INSTRUCTIONS TO FOLLOW: Can you extract the passage of the Halcali Bacon article from "Halcali albums chronology" to "Plastic Machine (musician)", copying it word for word?

Studio album by Halcali
- Released: September 3, 2003
- Genres: J-pop, hip-hop
- Length: 42:36
- Language: Japanese
- Label: For Life

Halcali albums chronology
|  | Halcali Bacon (2003) | Ongaku no Susume (2004) |

= Halcali Bacon =

Halcali Bacon (ハルカリベーコン) is the debut studio album by the Japanese J-pop duo Halcali. It was released in September 3, 2003 by For Life Music. It reached number five on the Oricon chart in Japan, and stayed on the chart for 21 weeks, making it the debut album by a female hip-hop artist to enter the top ten in Japanese history. Halcali's debut album featured many well-known Japanese hip-hop producers as guests, as well. Drowned in Sounds Samual Rosean, in a 2018 article on Shibuya-kei, a micro-genre of Japanese pop combining very different styles, noted that in 2003, it was a "prominent release" (mixing shibuya-kei with "pop rap" and hip-hop), alongside releases by Plus-Tech Squeeze Box and [[Fantastic Plastic Machine (musician)
|Fantastic Plastic Machine]].

STORED RECORDS:
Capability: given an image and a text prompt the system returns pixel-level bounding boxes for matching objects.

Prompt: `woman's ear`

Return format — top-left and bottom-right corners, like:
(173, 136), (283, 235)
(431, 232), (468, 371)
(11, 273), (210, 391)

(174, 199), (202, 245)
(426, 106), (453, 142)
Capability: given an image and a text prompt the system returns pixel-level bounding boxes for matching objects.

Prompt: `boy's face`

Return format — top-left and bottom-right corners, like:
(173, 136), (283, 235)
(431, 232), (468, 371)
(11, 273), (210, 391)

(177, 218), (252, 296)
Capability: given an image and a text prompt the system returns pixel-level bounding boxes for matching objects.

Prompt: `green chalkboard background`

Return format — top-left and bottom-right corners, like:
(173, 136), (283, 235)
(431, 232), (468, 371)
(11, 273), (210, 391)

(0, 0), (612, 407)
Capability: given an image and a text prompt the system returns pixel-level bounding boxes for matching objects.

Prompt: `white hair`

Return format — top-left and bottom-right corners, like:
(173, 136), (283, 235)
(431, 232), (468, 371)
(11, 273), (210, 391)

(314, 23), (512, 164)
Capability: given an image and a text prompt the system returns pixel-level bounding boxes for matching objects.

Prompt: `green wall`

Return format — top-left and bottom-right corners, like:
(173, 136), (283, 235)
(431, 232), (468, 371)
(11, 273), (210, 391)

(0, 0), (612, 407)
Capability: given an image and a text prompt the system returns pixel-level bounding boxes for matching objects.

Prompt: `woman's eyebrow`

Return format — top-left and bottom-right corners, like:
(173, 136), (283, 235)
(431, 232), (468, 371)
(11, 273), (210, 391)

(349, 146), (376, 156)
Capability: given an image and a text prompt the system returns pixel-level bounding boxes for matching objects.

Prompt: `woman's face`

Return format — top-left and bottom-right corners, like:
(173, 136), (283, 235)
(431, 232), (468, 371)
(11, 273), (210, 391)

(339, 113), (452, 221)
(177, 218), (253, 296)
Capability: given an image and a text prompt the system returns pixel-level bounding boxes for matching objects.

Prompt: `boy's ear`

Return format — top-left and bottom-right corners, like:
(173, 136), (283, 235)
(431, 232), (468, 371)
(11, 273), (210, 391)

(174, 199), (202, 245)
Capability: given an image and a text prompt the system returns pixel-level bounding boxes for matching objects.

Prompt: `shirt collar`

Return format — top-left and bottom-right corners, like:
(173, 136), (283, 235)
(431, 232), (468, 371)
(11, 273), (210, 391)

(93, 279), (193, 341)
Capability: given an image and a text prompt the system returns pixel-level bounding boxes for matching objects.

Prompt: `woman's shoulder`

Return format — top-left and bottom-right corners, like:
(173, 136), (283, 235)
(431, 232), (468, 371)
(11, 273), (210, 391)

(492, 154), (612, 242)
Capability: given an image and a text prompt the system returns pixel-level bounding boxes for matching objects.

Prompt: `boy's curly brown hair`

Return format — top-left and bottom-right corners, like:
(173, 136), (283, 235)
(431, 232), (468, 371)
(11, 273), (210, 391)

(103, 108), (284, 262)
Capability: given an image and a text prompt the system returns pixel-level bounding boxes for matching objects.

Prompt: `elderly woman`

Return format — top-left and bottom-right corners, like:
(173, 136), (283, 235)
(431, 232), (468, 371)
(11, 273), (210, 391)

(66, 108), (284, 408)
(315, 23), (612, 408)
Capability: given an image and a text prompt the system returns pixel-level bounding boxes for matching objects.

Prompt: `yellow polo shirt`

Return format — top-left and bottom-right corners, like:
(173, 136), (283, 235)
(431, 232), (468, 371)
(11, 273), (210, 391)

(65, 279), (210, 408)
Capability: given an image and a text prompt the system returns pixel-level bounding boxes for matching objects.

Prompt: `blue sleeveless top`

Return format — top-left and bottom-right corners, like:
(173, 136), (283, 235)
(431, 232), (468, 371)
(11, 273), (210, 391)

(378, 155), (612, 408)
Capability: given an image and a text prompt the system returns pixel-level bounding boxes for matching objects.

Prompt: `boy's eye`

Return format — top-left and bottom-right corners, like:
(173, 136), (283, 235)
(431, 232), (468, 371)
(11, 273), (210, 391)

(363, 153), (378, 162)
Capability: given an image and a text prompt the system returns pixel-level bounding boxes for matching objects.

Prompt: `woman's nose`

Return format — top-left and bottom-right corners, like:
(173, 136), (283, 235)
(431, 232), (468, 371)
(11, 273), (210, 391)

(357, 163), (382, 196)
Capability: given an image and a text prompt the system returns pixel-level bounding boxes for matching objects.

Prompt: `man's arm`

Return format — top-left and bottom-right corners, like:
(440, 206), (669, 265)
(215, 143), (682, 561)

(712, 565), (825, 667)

EXERCISE ANSWER:
Halcali albums chronology
|  | Halcali Bacon (2003) | Ongaku no Susume (2004) |

= Halcali Bacon =

Halcali Bacon (ハルカリベーコン) is the debut studio album by the Japanese J-pop duo Halcali. It was released in September 3, 2003 by For Life Music. It reached number five on the Oricon chart in Japan, and stayed on the chart for 21 weeks, making it the debut album by a female hip-hop artist to enter the top ten in Japanese history. Halcali's debut album featured many well-known Japanese hip-hop producers as guests, as well. Drowned in Sounds Samual Rosean, in a 2018 article on Shibuya-kei, a micro-genre of Japanese pop combining very different styles, noted that in 2003, it was a "prominent release" (mixing shibuya-kei with "pop rap" and hip-hop), alongside releases by Plus-Tech Squeeze Box and [[Fantastic Plastic Machine (musician)